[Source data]
==========

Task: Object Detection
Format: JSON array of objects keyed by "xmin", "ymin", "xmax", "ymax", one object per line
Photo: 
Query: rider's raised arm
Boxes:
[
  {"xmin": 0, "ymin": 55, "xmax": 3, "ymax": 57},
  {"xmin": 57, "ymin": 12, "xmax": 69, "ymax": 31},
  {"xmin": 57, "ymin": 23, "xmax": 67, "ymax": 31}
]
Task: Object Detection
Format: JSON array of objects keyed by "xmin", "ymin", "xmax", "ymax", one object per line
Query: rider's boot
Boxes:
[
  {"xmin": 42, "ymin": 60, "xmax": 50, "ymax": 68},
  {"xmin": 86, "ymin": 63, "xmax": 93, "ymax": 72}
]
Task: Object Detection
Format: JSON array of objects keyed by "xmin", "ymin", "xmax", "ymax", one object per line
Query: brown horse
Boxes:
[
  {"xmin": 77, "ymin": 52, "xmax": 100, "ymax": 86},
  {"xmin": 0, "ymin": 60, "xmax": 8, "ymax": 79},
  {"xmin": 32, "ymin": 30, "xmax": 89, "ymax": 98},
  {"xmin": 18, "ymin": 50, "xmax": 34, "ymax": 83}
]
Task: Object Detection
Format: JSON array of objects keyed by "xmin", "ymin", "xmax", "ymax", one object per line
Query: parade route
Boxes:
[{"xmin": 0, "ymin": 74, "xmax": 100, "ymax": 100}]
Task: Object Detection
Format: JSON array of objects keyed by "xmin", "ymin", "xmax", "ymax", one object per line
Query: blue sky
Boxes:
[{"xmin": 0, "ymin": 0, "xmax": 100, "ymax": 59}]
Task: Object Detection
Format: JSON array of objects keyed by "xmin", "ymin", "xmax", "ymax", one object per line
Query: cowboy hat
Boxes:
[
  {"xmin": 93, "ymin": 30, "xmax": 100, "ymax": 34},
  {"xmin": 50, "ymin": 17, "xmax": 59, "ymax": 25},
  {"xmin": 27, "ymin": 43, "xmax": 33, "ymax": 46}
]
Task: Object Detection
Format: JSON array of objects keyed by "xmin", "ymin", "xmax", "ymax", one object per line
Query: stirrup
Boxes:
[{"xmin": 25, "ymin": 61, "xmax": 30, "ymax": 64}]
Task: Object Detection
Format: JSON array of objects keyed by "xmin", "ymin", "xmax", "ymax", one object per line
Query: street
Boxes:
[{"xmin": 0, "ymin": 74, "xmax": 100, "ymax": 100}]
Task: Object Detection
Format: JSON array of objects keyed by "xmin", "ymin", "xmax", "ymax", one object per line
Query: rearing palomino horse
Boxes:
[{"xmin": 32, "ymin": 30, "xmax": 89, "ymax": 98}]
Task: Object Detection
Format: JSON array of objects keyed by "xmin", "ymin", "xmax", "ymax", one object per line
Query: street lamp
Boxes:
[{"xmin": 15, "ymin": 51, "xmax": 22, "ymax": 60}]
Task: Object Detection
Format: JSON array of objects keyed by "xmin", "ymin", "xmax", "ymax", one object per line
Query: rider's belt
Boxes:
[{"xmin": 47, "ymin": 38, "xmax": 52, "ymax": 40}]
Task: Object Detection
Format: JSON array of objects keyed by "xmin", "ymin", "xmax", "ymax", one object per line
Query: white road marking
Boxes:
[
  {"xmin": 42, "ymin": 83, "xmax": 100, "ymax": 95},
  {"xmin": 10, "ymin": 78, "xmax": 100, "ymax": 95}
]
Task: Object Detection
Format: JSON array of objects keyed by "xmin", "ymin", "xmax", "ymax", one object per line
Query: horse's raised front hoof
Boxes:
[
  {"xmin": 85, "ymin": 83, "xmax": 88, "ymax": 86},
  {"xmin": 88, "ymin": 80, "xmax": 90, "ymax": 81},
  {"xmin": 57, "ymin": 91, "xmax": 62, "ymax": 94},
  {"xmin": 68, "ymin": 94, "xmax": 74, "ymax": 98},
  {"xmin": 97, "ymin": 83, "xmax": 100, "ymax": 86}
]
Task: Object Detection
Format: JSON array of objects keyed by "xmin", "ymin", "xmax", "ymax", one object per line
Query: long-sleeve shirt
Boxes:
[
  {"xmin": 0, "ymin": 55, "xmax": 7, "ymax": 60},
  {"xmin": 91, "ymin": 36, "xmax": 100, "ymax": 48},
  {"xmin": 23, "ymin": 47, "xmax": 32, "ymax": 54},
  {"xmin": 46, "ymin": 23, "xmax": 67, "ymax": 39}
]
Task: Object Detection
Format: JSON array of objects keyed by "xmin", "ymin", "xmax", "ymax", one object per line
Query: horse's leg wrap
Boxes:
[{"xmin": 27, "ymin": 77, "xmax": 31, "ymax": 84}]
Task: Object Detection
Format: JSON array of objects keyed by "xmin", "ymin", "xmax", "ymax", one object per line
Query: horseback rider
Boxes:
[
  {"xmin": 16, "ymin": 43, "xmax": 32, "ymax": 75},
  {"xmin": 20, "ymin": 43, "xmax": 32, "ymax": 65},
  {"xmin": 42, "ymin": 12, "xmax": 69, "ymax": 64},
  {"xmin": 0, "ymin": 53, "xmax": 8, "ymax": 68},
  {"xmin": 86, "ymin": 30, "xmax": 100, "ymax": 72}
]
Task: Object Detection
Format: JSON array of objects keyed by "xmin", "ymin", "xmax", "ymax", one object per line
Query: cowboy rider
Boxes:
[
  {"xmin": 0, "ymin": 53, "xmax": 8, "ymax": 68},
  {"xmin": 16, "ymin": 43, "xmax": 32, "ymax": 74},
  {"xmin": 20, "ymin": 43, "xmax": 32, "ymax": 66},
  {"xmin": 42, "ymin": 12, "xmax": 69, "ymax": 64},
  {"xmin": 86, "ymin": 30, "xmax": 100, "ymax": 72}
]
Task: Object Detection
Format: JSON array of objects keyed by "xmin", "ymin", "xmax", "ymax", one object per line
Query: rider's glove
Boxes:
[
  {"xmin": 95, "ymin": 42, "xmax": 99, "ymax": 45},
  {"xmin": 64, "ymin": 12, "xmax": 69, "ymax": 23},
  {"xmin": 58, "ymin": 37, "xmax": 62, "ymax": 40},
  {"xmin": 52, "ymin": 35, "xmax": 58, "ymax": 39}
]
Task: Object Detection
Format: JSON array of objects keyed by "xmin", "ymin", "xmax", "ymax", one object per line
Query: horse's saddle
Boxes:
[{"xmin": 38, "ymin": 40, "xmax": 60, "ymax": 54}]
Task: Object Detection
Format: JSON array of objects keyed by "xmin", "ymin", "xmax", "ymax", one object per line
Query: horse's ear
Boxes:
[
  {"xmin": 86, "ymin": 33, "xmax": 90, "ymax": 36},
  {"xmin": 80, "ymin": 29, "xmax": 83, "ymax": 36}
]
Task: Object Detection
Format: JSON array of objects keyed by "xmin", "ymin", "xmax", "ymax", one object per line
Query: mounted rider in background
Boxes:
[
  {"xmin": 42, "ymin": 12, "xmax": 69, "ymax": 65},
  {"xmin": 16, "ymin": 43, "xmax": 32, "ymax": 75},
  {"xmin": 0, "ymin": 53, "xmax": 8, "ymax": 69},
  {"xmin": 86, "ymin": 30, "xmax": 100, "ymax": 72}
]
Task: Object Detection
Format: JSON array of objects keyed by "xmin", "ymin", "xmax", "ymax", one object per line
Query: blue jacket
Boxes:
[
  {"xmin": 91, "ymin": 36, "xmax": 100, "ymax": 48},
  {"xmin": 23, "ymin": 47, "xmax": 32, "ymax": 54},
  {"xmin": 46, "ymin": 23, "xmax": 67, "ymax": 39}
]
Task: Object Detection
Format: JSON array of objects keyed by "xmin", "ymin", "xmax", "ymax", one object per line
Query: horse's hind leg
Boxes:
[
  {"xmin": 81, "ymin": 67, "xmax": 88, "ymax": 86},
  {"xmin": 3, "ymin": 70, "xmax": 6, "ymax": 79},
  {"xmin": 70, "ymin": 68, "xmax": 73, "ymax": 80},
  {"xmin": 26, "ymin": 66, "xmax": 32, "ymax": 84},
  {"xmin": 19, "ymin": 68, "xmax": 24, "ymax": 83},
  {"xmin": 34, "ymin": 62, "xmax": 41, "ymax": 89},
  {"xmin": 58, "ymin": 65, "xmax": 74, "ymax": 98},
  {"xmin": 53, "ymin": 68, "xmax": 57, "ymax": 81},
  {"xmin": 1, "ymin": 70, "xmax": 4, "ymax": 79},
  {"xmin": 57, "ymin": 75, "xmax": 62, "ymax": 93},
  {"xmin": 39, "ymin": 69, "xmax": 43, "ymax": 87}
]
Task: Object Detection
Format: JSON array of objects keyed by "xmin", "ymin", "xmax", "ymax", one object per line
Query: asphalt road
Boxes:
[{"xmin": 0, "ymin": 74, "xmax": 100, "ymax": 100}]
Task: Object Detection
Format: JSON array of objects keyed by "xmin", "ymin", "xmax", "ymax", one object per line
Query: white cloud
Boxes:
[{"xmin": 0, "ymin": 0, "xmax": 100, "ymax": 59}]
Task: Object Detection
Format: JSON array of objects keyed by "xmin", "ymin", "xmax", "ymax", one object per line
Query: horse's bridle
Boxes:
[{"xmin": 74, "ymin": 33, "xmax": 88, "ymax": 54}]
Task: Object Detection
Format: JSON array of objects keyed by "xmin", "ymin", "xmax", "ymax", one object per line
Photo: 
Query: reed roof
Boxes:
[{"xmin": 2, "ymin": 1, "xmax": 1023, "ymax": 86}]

==========

In the records above, how many lines hold the string "rider"? Only the number should be given.

■ TASK SOLUTION ■
7